Records from a data collection:
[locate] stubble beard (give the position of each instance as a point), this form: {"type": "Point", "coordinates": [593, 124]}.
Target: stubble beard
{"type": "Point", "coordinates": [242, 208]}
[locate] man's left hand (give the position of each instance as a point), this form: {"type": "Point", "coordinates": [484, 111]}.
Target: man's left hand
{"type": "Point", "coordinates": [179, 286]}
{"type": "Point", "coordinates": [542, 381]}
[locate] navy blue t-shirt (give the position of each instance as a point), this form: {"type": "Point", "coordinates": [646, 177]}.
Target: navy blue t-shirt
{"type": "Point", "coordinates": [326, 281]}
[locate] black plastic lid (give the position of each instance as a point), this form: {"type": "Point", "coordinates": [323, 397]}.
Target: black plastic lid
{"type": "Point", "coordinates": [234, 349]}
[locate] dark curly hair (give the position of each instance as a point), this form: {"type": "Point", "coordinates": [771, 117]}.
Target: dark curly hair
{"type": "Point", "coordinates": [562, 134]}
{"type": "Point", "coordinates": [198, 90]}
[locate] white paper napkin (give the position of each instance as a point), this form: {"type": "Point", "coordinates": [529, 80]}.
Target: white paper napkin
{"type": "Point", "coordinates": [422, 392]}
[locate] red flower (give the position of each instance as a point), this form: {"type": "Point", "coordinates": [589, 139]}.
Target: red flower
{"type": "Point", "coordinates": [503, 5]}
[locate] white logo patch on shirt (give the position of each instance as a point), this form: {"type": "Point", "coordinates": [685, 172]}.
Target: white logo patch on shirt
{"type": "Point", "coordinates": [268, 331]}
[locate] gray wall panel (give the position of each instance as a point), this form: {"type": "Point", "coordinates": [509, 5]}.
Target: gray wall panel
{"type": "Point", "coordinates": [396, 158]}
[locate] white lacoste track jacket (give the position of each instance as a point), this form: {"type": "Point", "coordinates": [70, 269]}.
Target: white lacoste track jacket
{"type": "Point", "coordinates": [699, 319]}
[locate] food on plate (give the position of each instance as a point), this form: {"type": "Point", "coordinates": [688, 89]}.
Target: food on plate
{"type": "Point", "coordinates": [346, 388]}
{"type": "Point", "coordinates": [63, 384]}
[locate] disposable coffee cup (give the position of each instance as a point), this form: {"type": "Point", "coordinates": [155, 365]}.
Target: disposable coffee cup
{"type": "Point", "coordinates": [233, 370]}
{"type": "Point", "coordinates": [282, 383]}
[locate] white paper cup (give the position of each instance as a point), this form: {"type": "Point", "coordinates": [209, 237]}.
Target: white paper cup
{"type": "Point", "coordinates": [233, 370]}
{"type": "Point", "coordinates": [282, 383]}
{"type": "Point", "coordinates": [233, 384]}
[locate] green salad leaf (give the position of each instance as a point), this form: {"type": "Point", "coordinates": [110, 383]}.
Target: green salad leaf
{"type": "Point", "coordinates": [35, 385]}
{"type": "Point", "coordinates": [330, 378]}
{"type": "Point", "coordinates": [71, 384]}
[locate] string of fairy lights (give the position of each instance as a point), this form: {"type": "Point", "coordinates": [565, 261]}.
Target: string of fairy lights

▶ [Exercise description]: Output every line of the data above as a numbered list, leaving out any blank lines.

▶ [Right answer]:
1. [locate] stubble beard (give the position of each instance as a point), this form: {"type": "Point", "coordinates": [593, 124]}.
2. Target: stubble beard
3. {"type": "Point", "coordinates": [242, 208]}
4. [locate] man's left hand (give the position of each instance as a point), this form: {"type": "Point", "coordinates": [484, 111]}.
5. Target: man's left hand
6. {"type": "Point", "coordinates": [179, 286]}
7. {"type": "Point", "coordinates": [542, 381]}
8. [locate] navy blue t-shirt (give the position of each instance as a point), this form: {"type": "Point", "coordinates": [646, 177]}.
9. Target: navy blue t-shirt
10. {"type": "Point", "coordinates": [326, 281]}
11. [locate] black plastic lid (give the position of each instance as a point), this form: {"type": "Point", "coordinates": [323, 397]}.
12. Target: black plastic lid
13. {"type": "Point", "coordinates": [234, 349]}
14. [locate] dark curly hair (give the position of each instance as a point), this form: {"type": "Point", "coordinates": [771, 117]}.
15. Target: dark curly hair
16. {"type": "Point", "coordinates": [562, 134]}
17. {"type": "Point", "coordinates": [198, 90]}
18. [locate] white paper napkin (give the position of each instance as a point), this form: {"type": "Point", "coordinates": [529, 80]}.
19. Target: white paper napkin
20. {"type": "Point", "coordinates": [422, 392]}
21. [locate] red flower (give the position of each instance as a point), this form: {"type": "Point", "coordinates": [589, 139]}.
22. Target: red flower
23. {"type": "Point", "coordinates": [503, 5]}
24. [locate] white logo patch on shirt (give the position of each instance as a point), this form: {"type": "Point", "coordinates": [685, 172]}.
25. Target: white logo patch on shirt
26. {"type": "Point", "coordinates": [268, 331]}
27. [locate] gray wall panel (give the position of each instance as a point), this form: {"type": "Point", "coordinates": [509, 5]}.
28. Target: gray wall panel
29. {"type": "Point", "coordinates": [396, 158]}
30. [locate] white lacoste track jacket (give the position of each instance as a point), this form: {"type": "Point", "coordinates": [70, 269]}.
31. Target: white lacoste track jacket
32. {"type": "Point", "coordinates": [699, 319]}
33. [locate] food on plate (give the position of each instance as a point), this form: {"type": "Point", "coordinates": [688, 89]}.
34. Target: food on plate
35. {"type": "Point", "coordinates": [346, 388]}
36. {"type": "Point", "coordinates": [63, 384]}
37. [locate] disposable coffee cup (give the position of each instance as a point), this form: {"type": "Point", "coordinates": [155, 365]}.
38. Target: disposable coffee cup
39. {"type": "Point", "coordinates": [233, 370]}
40. {"type": "Point", "coordinates": [282, 383]}
41. [locate] white paper cup (give the position of each instance as a point), this form: {"type": "Point", "coordinates": [209, 237]}.
42. Target: white paper cup
43. {"type": "Point", "coordinates": [233, 370]}
44. {"type": "Point", "coordinates": [282, 383]}
45. {"type": "Point", "coordinates": [233, 384]}
46. [locate] green salad leaf (give the position of each instance as a point), this form: {"type": "Point", "coordinates": [110, 383]}.
47. Target: green salad leaf
48. {"type": "Point", "coordinates": [35, 385]}
49. {"type": "Point", "coordinates": [330, 378]}
50. {"type": "Point", "coordinates": [71, 384]}
51. [locate] string of fairy lights (give the position of each instance as a point), this form: {"type": "Point", "coordinates": [565, 261]}.
52. Target: string of fairy lights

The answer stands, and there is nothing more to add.